▶ [Extract]
——

The best new Internet hoaxes
- — 15 February, 2008 09:47
You've been had. Some geeky guy with a bad comb-over just convinced you to click 100 times on your Gmail account to somehow tap into a Google TV beta.
Like any good Internet hoax, the guys who made the Google TV spoof knew that a sucker is born every minute -- or maybe that's every second in Internet time. It had all the hallmarks of a good con: a product or service that is hard to obtain yet highly desirable, a brand name that people trust, a quirky geek who seemed oblivious to the fact that he looks like the long-lost nephew of Bill Gates, and a viral video format. (Full disclosure: I fell for it, too.)
Over the past year or so, several cons have appeared in one form or another -- some in video form, and a few blog hoaxes. In some ways, it's a disturbing trend because the Internet doesn't need more inaccurate information to go along with the erroneous Wikipedia entries and opinionated blog postings. There are plenty of older hoaxes that have received more than their share of publicity, but here are my top six recent ones.

——

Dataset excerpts
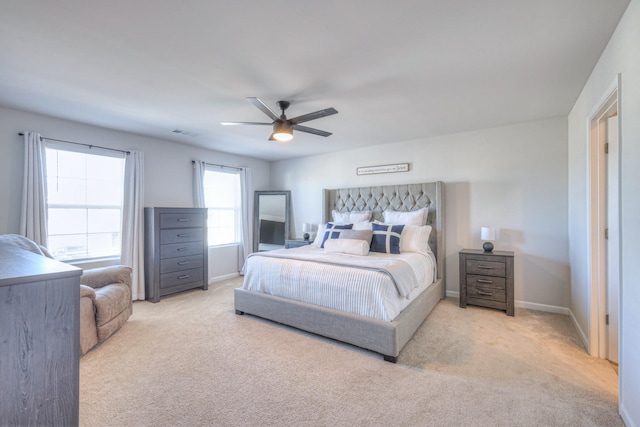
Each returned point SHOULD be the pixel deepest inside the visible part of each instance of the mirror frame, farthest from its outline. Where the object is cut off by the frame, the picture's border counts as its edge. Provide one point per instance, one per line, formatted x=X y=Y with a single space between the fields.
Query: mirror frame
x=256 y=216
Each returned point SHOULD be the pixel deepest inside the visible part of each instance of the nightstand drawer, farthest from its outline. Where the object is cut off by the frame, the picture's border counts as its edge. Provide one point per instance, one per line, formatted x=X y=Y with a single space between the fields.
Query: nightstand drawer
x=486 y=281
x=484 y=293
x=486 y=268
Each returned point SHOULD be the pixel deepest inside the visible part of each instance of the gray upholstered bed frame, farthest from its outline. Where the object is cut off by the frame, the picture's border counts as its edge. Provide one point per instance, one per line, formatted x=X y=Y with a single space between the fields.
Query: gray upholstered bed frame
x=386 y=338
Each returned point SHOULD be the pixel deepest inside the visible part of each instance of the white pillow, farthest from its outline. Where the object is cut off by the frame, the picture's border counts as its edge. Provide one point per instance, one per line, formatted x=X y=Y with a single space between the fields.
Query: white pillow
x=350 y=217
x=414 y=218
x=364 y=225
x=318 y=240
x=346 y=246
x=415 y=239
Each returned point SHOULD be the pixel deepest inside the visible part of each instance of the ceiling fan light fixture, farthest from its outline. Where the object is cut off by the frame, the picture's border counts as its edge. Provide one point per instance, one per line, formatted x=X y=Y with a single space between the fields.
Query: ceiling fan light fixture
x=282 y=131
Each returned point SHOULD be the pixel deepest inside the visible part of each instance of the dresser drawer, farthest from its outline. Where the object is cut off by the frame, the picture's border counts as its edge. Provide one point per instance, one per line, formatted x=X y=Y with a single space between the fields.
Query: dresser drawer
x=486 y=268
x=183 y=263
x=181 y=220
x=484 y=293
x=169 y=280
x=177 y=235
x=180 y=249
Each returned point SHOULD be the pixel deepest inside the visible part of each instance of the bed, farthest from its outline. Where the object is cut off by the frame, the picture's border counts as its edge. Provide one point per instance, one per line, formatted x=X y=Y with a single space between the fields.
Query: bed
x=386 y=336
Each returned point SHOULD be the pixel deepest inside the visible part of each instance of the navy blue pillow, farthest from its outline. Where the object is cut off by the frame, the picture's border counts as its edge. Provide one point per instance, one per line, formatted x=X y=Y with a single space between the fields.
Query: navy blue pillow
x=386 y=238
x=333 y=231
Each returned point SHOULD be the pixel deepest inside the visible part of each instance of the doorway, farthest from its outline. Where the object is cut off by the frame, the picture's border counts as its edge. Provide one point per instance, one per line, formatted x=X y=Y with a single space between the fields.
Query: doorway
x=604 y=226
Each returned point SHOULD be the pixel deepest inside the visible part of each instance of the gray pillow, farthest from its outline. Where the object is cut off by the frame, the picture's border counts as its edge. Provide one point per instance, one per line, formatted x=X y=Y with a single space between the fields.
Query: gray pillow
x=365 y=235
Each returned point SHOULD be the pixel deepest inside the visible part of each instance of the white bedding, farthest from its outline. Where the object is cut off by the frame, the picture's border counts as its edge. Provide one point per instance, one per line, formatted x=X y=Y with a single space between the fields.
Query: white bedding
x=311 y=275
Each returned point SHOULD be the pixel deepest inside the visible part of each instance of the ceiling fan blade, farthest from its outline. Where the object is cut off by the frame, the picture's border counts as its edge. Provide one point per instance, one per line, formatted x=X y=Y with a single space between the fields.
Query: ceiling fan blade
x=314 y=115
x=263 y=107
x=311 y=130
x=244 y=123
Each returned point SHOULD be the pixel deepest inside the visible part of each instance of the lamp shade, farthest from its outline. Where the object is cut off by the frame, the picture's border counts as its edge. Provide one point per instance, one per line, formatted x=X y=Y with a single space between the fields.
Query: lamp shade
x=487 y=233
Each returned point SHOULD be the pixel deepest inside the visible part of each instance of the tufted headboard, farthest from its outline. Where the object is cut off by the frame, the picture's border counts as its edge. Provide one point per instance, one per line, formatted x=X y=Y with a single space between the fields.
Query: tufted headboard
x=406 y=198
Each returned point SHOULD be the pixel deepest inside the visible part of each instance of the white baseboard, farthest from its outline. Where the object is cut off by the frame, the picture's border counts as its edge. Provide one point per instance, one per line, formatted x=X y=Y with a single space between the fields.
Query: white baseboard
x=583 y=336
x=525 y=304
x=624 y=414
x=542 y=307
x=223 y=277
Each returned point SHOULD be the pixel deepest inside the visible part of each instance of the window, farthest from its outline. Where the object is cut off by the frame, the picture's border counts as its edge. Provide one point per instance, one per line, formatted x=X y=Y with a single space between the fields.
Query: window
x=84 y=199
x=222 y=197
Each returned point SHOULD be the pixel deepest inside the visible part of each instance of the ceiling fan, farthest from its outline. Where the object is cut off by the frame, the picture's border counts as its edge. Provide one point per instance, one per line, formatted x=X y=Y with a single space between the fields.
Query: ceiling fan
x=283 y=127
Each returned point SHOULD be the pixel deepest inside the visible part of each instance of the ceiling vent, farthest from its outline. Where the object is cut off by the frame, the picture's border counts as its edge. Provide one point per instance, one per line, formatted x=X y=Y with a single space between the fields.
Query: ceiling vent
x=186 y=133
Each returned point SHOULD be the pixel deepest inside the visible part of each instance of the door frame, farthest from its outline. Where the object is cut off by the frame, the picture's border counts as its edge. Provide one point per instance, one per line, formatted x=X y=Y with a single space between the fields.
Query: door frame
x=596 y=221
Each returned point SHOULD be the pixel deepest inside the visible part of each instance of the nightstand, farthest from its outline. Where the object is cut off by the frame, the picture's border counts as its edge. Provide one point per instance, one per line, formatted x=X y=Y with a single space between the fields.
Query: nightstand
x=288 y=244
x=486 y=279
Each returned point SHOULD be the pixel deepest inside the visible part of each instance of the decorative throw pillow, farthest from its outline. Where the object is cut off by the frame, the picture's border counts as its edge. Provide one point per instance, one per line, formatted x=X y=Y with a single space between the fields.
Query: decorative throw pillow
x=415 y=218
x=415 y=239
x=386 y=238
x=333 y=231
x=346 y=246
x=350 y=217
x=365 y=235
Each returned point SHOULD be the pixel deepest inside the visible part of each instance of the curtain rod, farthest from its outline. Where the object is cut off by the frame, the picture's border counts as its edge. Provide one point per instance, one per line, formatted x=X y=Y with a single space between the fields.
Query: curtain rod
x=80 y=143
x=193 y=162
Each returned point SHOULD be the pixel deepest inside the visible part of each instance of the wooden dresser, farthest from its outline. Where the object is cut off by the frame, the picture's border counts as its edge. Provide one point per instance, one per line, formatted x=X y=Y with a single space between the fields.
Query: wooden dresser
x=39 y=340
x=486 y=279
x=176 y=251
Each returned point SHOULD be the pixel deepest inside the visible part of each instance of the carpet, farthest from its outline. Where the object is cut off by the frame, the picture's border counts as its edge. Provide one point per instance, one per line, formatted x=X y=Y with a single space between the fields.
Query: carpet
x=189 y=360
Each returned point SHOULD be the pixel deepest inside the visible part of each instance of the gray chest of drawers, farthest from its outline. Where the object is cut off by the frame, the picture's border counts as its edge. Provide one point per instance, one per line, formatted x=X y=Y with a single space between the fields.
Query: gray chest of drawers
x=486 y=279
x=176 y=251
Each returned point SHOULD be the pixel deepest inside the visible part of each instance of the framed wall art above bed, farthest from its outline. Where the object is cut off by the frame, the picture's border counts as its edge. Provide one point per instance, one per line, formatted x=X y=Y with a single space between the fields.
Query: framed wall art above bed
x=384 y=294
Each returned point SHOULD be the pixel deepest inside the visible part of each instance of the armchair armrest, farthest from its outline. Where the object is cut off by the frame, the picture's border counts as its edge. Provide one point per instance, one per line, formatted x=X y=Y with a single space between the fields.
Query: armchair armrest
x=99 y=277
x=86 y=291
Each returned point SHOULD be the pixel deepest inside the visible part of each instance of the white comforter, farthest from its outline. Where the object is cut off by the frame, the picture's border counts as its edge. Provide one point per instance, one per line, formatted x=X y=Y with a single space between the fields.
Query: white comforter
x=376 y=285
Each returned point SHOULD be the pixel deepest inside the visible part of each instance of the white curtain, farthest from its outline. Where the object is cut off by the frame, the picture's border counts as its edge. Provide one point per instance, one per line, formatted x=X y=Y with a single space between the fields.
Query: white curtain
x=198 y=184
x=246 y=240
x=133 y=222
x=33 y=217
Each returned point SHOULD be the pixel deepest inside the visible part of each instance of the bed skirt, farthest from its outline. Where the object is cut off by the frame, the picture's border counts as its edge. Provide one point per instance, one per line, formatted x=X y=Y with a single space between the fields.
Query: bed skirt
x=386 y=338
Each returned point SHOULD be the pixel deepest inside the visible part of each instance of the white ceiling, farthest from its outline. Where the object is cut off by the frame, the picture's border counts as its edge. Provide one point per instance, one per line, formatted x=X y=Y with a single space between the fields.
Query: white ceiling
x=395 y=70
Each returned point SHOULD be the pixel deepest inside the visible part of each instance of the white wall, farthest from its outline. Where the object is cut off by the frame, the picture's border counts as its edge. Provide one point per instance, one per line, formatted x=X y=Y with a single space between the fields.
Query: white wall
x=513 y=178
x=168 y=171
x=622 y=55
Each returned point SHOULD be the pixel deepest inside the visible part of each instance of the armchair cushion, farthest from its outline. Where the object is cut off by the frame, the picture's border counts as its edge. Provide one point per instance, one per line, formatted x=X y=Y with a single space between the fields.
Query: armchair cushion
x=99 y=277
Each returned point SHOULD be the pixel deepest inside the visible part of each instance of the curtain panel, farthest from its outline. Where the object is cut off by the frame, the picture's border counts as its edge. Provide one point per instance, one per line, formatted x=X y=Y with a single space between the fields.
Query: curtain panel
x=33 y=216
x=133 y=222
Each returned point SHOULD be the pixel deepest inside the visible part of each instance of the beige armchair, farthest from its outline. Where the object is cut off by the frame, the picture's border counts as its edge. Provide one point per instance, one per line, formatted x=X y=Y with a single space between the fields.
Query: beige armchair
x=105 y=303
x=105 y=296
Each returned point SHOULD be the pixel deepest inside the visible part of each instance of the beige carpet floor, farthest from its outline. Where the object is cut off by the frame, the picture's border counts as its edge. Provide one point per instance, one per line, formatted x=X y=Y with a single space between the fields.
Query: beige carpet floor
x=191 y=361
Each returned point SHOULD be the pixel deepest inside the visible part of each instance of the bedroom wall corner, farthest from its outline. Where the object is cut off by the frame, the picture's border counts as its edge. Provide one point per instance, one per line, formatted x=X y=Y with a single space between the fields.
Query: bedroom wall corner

——

▶ [What is expected]
Answer these questions about the article on Internet hoaxes:
1. How many times did the Google TV spoof convince people to click on their Gmail account?
2. The quirky geek in the spoof looks like the long-lost nephew of whom?
3. How many recent hoaxes does the author count as the top ones?

▶ [Exercise output]
1. 100 times
2. Bill Gates
3. Six